• What you are asked to do
Quote every entry word for word.

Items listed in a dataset
__________

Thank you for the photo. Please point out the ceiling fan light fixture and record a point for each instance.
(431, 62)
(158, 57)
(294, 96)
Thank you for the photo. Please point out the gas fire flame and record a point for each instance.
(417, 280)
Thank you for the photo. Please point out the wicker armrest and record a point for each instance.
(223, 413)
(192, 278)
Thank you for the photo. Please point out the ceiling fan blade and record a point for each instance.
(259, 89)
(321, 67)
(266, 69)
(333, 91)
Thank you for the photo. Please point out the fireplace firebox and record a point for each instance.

__________

• Answer to this exercise
Thank you for the photo. Please point out the ceiling fan light fixture and record a point for each instance.
(431, 62)
(158, 57)
(294, 96)
Thank you for the photo. Please point out the gas fire flame and record a point for each instance.
(417, 280)
Thank you for the photo. Please point out the wicker armrest and record a point for each instance.
(223, 413)
(192, 278)
Thank you for the photo. Please point out the ceiling fan blade and record a point for each instance.
(259, 89)
(321, 67)
(266, 69)
(333, 91)
Thank you for the photo. Please point out the fireplace firebox and record a point for each instance.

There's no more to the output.